WRITTEN REQUEST
Pick out every line in the records below that contains the word "mountain", and copy each of those lines word for word.
═════ PROVIDED MATERIAL
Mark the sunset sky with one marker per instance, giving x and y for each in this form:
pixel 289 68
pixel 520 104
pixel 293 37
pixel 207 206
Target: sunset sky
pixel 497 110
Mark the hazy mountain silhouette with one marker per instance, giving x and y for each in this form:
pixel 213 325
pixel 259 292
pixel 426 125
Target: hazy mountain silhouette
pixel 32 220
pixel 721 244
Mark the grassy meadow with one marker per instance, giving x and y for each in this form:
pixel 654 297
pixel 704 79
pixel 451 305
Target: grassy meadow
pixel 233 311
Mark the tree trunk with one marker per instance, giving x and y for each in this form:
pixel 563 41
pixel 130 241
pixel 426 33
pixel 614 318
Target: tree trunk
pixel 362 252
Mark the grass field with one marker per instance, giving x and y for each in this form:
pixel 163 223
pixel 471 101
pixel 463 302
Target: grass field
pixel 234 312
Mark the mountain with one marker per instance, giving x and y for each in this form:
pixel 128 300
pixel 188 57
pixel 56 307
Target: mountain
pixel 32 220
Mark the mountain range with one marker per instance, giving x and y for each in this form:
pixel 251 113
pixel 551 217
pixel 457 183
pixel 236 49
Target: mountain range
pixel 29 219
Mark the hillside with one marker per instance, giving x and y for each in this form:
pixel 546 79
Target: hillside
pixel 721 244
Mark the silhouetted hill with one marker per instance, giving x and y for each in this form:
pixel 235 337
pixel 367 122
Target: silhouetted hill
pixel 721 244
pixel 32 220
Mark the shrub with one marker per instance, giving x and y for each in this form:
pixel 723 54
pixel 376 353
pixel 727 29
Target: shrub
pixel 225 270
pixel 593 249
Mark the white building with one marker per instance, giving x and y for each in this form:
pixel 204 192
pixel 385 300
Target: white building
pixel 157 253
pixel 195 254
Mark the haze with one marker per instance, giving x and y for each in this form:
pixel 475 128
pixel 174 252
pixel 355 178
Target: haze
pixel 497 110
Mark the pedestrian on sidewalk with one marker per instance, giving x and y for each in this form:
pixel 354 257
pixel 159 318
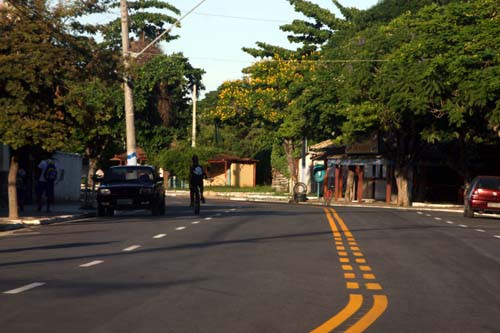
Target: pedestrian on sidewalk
pixel 21 188
pixel 49 170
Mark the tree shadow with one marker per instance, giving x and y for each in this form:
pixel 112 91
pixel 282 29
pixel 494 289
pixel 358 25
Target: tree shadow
pixel 56 246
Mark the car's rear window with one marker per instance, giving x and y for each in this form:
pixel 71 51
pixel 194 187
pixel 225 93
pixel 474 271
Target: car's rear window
pixel 489 183
pixel 129 175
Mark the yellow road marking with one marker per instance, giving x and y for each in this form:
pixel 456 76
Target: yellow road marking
pixel 355 301
pixel 378 308
pixel 373 286
pixel 352 285
pixel 354 304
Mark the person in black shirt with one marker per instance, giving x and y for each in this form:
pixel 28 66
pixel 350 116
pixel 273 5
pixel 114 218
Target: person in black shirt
pixel 196 176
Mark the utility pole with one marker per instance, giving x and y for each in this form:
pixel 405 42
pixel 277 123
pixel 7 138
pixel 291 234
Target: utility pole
pixel 127 89
pixel 193 140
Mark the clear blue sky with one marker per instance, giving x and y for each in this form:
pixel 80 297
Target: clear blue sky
pixel 213 35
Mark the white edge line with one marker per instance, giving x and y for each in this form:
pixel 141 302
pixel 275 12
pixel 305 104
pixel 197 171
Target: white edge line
pixel 131 248
pixel 92 263
pixel 24 288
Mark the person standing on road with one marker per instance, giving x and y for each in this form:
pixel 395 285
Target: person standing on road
pixel 49 171
pixel 196 176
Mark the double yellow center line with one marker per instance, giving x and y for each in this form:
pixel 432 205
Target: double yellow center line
pixel 358 275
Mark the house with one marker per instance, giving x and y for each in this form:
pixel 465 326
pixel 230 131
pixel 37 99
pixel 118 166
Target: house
pixel 67 189
pixel 227 170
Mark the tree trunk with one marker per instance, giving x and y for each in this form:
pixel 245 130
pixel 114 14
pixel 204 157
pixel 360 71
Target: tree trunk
pixel 349 187
pixel 404 180
pixel 91 173
pixel 166 177
pixel 292 168
pixel 12 190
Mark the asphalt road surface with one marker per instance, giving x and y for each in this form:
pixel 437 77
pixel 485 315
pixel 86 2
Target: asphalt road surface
pixel 254 267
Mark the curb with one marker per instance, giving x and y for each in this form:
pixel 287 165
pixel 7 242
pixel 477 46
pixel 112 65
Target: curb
pixel 314 202
pixel 22 223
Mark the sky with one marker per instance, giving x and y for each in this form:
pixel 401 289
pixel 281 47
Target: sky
pixel 213 35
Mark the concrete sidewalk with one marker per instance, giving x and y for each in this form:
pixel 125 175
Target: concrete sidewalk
pixel 313 200
pixel 31 216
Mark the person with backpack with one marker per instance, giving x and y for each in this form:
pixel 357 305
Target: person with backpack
pixel 49 170
pixel 196 176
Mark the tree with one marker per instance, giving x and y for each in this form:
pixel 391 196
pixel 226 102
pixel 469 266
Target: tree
pixel 147 20
pixel 162 88
pixel 37 59
pixel 420 82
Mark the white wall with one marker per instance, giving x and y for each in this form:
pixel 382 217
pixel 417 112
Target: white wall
pixel 305 174
pixel 69 188
pixel 4 158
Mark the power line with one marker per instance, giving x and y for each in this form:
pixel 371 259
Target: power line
pixel 243 18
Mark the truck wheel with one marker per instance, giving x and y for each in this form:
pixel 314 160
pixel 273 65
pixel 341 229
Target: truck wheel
pixel 468 212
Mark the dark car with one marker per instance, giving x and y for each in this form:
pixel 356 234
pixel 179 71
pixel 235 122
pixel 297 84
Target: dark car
pixel 130 187
pixel 483 195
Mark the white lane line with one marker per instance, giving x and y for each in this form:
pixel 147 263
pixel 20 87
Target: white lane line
pixel 131 248
pixel 92 263
pixel 24 288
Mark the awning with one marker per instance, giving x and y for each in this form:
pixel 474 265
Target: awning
pixel 357 161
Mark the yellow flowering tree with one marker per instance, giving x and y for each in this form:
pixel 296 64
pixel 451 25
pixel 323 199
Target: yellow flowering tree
pixel 264 97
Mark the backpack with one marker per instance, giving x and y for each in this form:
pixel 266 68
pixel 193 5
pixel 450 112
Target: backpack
pixel 50 172
pixel 198 171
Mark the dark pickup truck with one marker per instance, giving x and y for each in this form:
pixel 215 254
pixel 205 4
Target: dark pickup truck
pixel 129 188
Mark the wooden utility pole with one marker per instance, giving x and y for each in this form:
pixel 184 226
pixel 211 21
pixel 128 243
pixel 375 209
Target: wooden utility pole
pixel 193 140
pixel 127 89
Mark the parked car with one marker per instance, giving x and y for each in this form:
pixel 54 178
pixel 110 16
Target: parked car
pixel 130 187
pixel 483 195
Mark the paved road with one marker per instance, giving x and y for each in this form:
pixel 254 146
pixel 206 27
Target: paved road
pixel 242 267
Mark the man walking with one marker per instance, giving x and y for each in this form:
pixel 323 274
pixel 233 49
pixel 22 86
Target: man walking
pixel 49 170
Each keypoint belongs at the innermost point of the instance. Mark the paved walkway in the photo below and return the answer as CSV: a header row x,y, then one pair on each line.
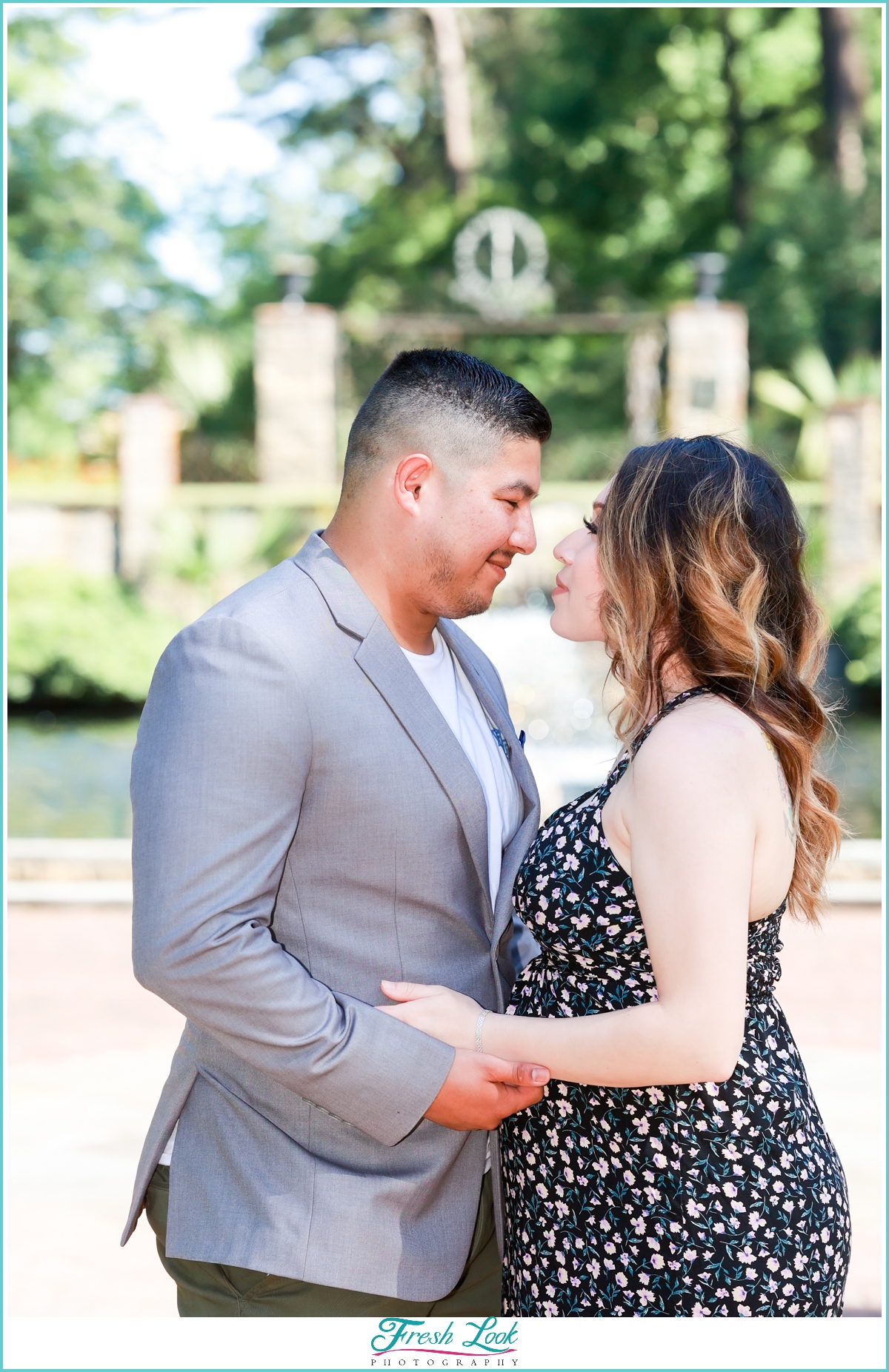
══════════
WORKED SOLUTION
Mark the hazy mountain silhouette with one marker per instance, giving x and y for each in this form:
Target: hazy mountain silhouette
Mark the mountain with one marker per instance, giving x and y for each in this form:
Target: mountain
Mark the mountain range with one marker per instance, giving x and y for each in this form:
Target: mountain range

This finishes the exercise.